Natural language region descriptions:
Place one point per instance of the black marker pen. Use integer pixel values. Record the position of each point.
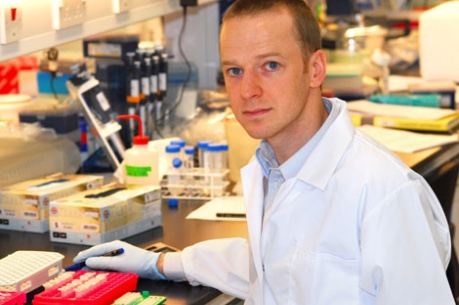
(230, 215)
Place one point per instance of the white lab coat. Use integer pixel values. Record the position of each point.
(355, 226)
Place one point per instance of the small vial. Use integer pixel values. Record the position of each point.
(181, 144)
(202, 148)
(189, 157)
(188, 168)
(214, 158)
(172, 155)
(224, 148)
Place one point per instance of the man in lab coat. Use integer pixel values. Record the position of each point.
(333, 217)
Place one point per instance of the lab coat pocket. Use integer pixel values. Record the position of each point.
(323, 278)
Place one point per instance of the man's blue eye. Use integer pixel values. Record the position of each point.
(272, 65)
(234, 71)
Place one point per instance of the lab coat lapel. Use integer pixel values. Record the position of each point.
(252, 182)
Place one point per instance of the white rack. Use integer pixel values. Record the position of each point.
(24, 271)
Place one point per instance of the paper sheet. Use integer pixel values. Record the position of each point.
(407, 141)
(233, 205)
(412, 112)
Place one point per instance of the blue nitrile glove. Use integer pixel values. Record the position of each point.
(134, 259)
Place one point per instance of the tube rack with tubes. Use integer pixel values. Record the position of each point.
(24, 271)
(195, 183)
(12, 298)
(86, 287)
(137, 298)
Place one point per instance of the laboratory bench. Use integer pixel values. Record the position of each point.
(176, 232)
(439, 166)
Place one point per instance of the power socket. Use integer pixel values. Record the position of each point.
(120, 6)
(10, 22)
(68, 13)
(189, 2)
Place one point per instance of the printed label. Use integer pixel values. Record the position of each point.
(90, 228)
(91, 214)
(138, 171)
(30, 214)
(32, 201)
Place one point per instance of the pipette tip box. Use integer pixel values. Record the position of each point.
(12, 298)
(113, 211)
(24, 271)
(24, 205)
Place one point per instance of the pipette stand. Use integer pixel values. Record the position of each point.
(105, 132)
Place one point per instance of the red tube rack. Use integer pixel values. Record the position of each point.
(87, 288)
(12, 298)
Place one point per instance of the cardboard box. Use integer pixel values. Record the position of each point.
(24, 205)
(104, 214)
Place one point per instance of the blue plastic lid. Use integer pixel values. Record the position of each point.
(214, 147)
(203, 144)
(224, 146)
(172, 149)
(189, 150)
(180, 143)
(173, 202)
(177, 162)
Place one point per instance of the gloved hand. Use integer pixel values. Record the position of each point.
(134, 259)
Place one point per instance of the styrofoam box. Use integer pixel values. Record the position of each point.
(24, 271)
(24, 205)
(107, 213)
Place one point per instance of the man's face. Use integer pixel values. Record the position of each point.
(265, 74)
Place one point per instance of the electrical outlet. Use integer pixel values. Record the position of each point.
(120, 6)
(68, 13)
(10, 22)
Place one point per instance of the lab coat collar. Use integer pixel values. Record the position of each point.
(323, 160)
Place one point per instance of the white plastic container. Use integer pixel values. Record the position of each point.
(141, 161)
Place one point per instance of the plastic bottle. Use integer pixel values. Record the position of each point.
(214, 157)
(189, 157)
(202, 148)
(140, 161)
(181, 143)
(188, 168)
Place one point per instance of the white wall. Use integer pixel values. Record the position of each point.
(199, 42)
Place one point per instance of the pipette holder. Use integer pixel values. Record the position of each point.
(195, 183)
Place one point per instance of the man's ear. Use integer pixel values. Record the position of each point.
(318, 68)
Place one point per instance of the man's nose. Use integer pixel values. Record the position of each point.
(250, 86)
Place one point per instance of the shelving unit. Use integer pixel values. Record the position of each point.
(38, 32)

What is needed: Give every entry back unchanged, with no pictures.

Exercise output:
Place one point per instance of the black marker pen. Use integer pixel values. Record the position of each point.
(230, 215)
Place one point per instance of the white lab coat. Use integer pixel values. Record the position of each point.
(355, 226)
Place one point per instance of the small vial. Use integer pixel values. Record the position of each point.
(181, 144)
(202, 148)
(189, 157)
(188, 168)
(214, 158)
(172, 155)
(224, 148)
Place one point per instance of the man in lab coat. Use integer pixel values. Record the position of each point.
(333, 217)
Place one point per instance of the lab coat pocket. Use integer pixel values. Record the position of each point.
(323, 278)
Place one point per instance of the man's blue eye. Use integer pixel values. Record the position of each point.
(272, 65)
(234, 71)
Place one point per instance of the lab coat lapel. Use integer pixel values. Record the position of each point.
(252, 182)
Place one point per instance of the white rack. Use integer pixel values. Record the position of each point.
(24, 271)
Place one point per instance of the paper sheet. Use integer pixel values. Record the position of each point.
(407, 141)
(233, 205)
(412, 112)
Place one point per instance of the blue nitrile glove. Use integer pixel values. Record the position of each point.
(134, 259)
Place one point per instance of the tube rack with tubes. Use integer pixel values. Record the position of each point.
(24, 271)
(195, 183)
(12, 298)
(86, 287)
(137, 298)
Place one point per instance of the laboratory bench. Use integer pixel values. Record the position of each point.
(176, 232)
(439, 166)
Place one point per instance of the power socket. Use integer pixel values. Record the position of each point.
(120, 6)
(10, 22)
(68, 13)
(189, 2)
Place one point per instance of the printed label. Use integer pixel values. Record the position of each point.
(90, 228)
(91, 214)
(138, 171)
(30, 214)
(32, 201)
Place one point per instance of the pipette tip box. Use integer pixel values. Record the position of each point.
(12, 298)
(113, 211)
(24, 271)
(24, 205)
Place one point per instance of the pipette stand. Use integer pixel values. Record the position of each point.
(105, 132)
Place one point per instance of the red tube rack. Use integer pixel values. Record the position of each point.
(87, 288)
(12, 298)
Place one point per instance of the cardboard box. Use integer pixel values. Record the position of each point.
(24, 205)
(104, 214)
Place one point per instance of the blue plastic lid. Use integer pixel values. Record the position of each point.
(214, 147)
(203, 144)
(224, 146)
(172, 149)
(189, 150)
(180, 143)
(173, 202)
(177, 162)
Place one point per instance of the gloved hand. Use integer pixel values. Record the position of each point.
(134, 259)
Place one point per instance of the styrofoam box. Use integer pixel values. Record the position of each point.
(24, 271)
(24, 205)
(107, 213)
Place one point per instance of the man's face. Use integer pixel values. Record the position of each point.
(265, 74)
Place one point per instance of the electrical outlet. Use integer pixel values. Record the position of each point.
(120, 6)
(68, 13)
(10, 22)
Place one point per instance of the lab coat collar. Use integer pixel values. Record the position of each point.
(323, 160)
Place one point per instance of the white plastic container. Use integer pixel values. Record the position of each point.
(141, 161)
Place one point per instance of the plastic bottle. Use integer pixel values. Record the position of each point.
(214, 157)
(189, 157)
(202, 148)
(140, 161)
(181, 143)
(188, 168)
Place one point per instance of the white wall. Use integer pixel values. Record the position of each point.
(199, 42)
Place one point per instance of the pipette holder. Use integer pixel values. Record the position of each point.
(195, 183)
Place one point per instance of the man's ear. Use integer pixel values. Record the position of each point.
(318, 68)
Place one point per instance of the man's nose. Use integer pixel values. Record the position of each point.
(250, 86)
Place one point per instance of the shelving unit. Use integer pixel values. Record the position of each point.
(38, 32)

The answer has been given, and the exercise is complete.